### About this task:
Give the records again exactly, with every character kept.

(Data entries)
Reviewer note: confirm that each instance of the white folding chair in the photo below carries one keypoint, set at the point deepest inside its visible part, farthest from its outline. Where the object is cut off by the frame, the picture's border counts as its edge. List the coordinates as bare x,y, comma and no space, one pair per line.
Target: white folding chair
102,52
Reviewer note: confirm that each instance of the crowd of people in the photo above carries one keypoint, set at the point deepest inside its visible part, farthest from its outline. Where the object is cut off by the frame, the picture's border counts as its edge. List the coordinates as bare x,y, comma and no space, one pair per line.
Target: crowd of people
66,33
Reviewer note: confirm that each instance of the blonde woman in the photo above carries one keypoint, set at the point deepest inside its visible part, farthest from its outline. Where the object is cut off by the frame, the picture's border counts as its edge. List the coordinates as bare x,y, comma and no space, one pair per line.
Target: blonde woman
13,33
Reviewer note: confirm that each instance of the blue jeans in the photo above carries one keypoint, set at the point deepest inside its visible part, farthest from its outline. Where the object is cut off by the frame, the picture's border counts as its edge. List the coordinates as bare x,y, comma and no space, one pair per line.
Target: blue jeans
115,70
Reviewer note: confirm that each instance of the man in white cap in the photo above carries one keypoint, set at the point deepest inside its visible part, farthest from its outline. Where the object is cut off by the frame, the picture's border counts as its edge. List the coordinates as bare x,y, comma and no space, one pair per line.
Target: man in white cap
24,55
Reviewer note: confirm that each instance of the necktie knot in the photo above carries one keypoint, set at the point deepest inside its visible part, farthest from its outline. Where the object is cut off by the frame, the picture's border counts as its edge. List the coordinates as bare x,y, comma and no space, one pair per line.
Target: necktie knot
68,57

### Result for this exercise:
Reviewer note: confirm that each instance of the white folding chair in the photo below carries one keypoint, set at the point deepest inside its visible part, farthest from its outline. Where the object is cut off by the frame, the picture's border counts as its edge. List the coordinates as bare x,y, comma and no space, one pair per line.
Target: white folding chair
102,52
Reviewer note: confirm that each instance of the crowd of people in the photo above carries one keypoint, set at the point deepest inside its visible part, farthest from its outline. Where the object is cut off by the frame, the picture's border counts as its edge. List the coordinates as bare x,y, comma and no space, one pair per line.
Target: crowd of people
66,33
Reviewer note: confirm that each instance of the blonde woman in the photo above carries one keypoint, set at the point deepest inside its visible part, farthest from its outline. Where the object is cut off by the frame, the picture's border counts as its edge. List the coordinates as bare x,y, comma and no space, one pair per line.
Target: blonde woman
13,33
Reviewer note: confirm that each instance of the blue jeans in the photo above carries one keypoint, set at the point deepest inside its visible part, farthest from its outline. Where the object is cut off by the frame, the picture's border counts as its edge. List the coordinates as bare x,y, comma and no space, one pair per line.
Target: blue jeans
115,70
Reviewer note: confirm that each instance of the man in white cap in the photo above carries one keypoint, set at the point deepest inside its visible part, farthest from its outline. Where the object is cut off by the frame, the picture's border counts as its edge. List the coordinates as bare x,y, comma and no space, one pair per line.
Target: man in white cap
24,55
Reviewer note: confirm that each instance of the necktie knot in the photo above carries one keypoint, set at the point deepest inside its visible part, farthest from its outline. Where the object is cut off by the frame, the picture's border counts as its edge. List the coordinates as bare x,y, comma and no space, one pair per line.
Target: necktie knot
68,57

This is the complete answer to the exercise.